*PAGE EXCERPT*:
####################

Given two sentences as strings A and B. The task is to return a list of all uncommon words. A word is uncommon if it appears exactly once in any one of the sentences, and does not appear in the other sentence. Note: A sentence is a string of space-separated words. Each word consists only of lowercase letters. 

Examples:

Input : A = “Geeks for Geeks”,  B = “Learning from Geeks for Geeks”
Output : [‘Learning’, ‘from’]

Input : A = “apple banana mango” , B = “banana fruits mango”
Output : [‘apple’, ‘fruits’]

Approach 1: Every uncommon word occurs exactly once in any one of the strings. So, we make a hash to count the number of occurrences of every word, then return a list of words that occurs exactly once. Below is the implementation of the above approach: 




# Python3 program to find a list of uncommon words
 
# Function to return all uncommon words
 
 
def UncommonWords(A, B):
 
    # count will contain all the word counts
    count = {}
 
    # insert words of string A to hash
    for word in A.split():
        count[word] = count.get(word, 0) + 1
 
    # insert words of string B to hash
    for word in B.split():
        count[word] = count.get(word, 0) + 1
 
    # return required list of words
    return [word for word in count if count[word] == 1]
 
 
# Driver Code
A = "Geeks for Geeks"

####################

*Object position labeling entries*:
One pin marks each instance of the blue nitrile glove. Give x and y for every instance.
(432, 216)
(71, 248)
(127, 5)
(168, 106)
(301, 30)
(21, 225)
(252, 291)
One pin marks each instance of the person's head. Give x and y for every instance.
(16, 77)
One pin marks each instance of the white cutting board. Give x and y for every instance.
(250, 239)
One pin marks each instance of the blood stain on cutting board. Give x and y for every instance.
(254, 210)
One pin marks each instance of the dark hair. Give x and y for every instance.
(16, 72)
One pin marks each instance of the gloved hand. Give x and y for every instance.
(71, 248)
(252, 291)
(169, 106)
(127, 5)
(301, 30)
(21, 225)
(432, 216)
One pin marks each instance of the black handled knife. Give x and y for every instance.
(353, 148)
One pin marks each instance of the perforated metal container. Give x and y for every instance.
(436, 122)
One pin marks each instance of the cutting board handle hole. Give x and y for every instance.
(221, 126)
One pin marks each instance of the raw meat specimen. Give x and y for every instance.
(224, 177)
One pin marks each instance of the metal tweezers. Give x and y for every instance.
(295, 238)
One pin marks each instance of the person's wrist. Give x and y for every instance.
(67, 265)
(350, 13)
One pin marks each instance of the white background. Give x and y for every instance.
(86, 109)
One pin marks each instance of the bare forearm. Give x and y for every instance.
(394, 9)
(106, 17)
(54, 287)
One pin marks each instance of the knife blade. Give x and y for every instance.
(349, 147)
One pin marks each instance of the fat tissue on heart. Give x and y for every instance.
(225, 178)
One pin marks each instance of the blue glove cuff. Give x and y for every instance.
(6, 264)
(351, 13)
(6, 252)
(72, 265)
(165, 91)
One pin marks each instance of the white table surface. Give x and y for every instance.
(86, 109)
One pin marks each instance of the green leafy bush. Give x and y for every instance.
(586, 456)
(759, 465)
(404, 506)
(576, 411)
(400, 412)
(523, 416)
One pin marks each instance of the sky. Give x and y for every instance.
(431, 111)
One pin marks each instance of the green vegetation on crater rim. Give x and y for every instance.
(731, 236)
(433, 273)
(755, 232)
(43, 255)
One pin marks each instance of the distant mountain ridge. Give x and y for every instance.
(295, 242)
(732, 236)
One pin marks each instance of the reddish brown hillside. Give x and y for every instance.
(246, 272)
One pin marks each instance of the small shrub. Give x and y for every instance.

####################

*PROMPT 1*: Write out the part of the uncommon-words excerpt that begins at the words "Given two sentences" and stops after "of lowercase letters.".
*PROMPT 2*:
Answer these questions using the uncommon-words excerpt:
(a) What output does it give for A = "apple banana mango" and B = "banana fruits mango"?
(b) According to its note, what does each word consist of?
(c) In the function UncommonWords, what is the name of the dictionary that holds the word counts?
*PROMPT 3*: Proceed with the uncommon-words excerpt from the point where it stops.
These entries have no connection to the uncommon-words excerpt.

*TASK RESPONSE 1*:
Given two sentences as strings A and B. The task is to return a list of all uncommon words. A word is uncommon if it appears exactly once in any one of the sentences, and does not appear in the other sentence. Note: A sentence is a string of space-separated words. Each word consists only of lowercase letters.

*TASK RESPONSE 2*:
(a) ['apple', 'fruits']
(b) Only lowercase letters.
(c) count

*TASK RESPONSE 3*:
B = "Learning from Geeks for Geeks"
 
# Print required answer
print(UncommonWords(A, B))

Output
['Learning', 'from']

Time Complexity: O(n)
Auxiliary Space: O(n), where n is length of the list.

Approach 2: Using split(),list(),set(),in and not in operators




# Python3 program to find a list of uncommon words
 
# Function to return all uncommon words
def UncommonWords(A, B):
    A=A.split()
    B=B.split()
    x=[]
    for i in A:
        if i not in B:
            x.append(i)
    for i in B:
        if i not in A:
            x.append(i)
    x=list(set(x))
    return x
             
 
# Driver Code
A = "Geeks for Geeks"
B = "Learning from Geeks for Geeks"
 
# Print required answer
print(UncommonWords(A, B))

Output
['Learning', 'from']

Time Complexity: O(n)
Auxiliary Space: O(n), where n is length of list.

Approach #3: Using Counter() function




# Python3 program to find a list of uncommon words
 
# Function to return all uncommon words
from collections import Counter
 
 
def UncommonWords(A, B):
    A = A.split()
    B = B.split()
    frequency_arr1 = Counter(A)
    frequency_arr2 = Counter(B)
    result = []
 
    for key in frequency_arr1:
        if key not in frequency_arr2:
            result.append(key)
    for key in frequency_arr2:
        if key not in frequency_arr1:
            result.append(key)
 
    return result
 
 
# Driver Code
A = "Geeks for Geeks"
B = "Learning from Geeks for Geeks"
 
# Print required answer
print(UncommonWords(A, B))

Output
['Learning', 'from']

Approach 4:  using operator.countOf() method




# Python3 program to find a list of uncommon words
import operator as op
# Function to return all uncommon words
 
 
def UncommonWords(A, B):
    A = A.split()
    B = B.split()
    x = []
    for i in A:
        if op.countOf(B, i) == 0:
            x.append(i)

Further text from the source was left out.